Stored data entries
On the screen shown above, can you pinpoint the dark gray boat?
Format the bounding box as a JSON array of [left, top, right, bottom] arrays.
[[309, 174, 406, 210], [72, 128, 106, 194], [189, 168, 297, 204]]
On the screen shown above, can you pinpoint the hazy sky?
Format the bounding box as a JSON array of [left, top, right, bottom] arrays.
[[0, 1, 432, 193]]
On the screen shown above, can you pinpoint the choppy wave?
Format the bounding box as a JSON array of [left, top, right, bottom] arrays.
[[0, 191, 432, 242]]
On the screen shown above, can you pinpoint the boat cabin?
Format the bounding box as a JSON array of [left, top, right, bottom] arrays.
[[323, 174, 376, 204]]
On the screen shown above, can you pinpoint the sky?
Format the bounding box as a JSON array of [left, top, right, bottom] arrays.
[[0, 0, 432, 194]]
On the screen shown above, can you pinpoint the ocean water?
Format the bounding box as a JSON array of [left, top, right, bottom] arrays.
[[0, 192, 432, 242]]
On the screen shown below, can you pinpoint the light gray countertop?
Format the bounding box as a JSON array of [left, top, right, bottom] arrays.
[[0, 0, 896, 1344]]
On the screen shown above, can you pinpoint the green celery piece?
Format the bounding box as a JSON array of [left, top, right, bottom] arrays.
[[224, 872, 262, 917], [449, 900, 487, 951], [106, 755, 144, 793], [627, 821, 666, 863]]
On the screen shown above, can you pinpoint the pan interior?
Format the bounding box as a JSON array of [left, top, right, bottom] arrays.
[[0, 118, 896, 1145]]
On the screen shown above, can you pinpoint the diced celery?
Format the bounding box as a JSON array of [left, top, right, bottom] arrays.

* _Work to complete_: Rewrite the whole listing, switching every "pinpoint" to "locate" and keeping everything else the same.

* _Task answer_:
On the screen shown above, can you locate the dark gray boat?
Format the bounding box as a JSON array of [left, top, right, bottom] arrays.
[[309, 174, 406, 210], [72, 128, 106, 194], [189, 168, 297, 204]]
On the screen shown above, can you locate the hazy sky?
Format the bounding box as a JSON array of [left, top, right, bottom] arrays.
[[0, 1, 432, 193]]
On the screen shown above, can you locate the choppy wave?
Format the bounding box as a JSON array of [left, top, right, bottom] arrays.
[[0, 191, 432, 242]]
On the screen shown above, can you locate the boat cabin?
Format the bounding box as a JSON array of [left, top, right, bottom] arrays.
[[323, 174, 376, 204]]
On the screen shown above, can you locate the sky?
Format the bounding box as a JSON array of [left, top, right, bottom] arrays.
[[0, 0, 432, 194]]
On the screen shown above, can you locate the ocean water?
Format the bounding box as a JSON array of [left, top, right, bottom] arrays.
[[0, 192, 432, 242]]
On the screen shown below, can you locate the light gray countertop?
Format the bounding box as a JSON array of [left, top, right, bottom] arrays.
[[0, 0, 896, 1344]]
On the screen shown above, can you locate the green celery piece?
Format the bounding box as a JSON array of [left, top, right, bottom] arrays.
[[224, 872, 262, 917], [449, 900, 487, 951], [106, 755, 144, 793], [627, 821, 666, 863]]
On the screen shown above, can you locate the pan interior?
Format the bounding box as a JSON array of [left, top, right, bottom] arrays.
[[0, 118, 896, 1145]]
On the screen shown above, can you locate the diced celery?
Format the bounding box as a JSON array of [left, top, right, bottom] arrays.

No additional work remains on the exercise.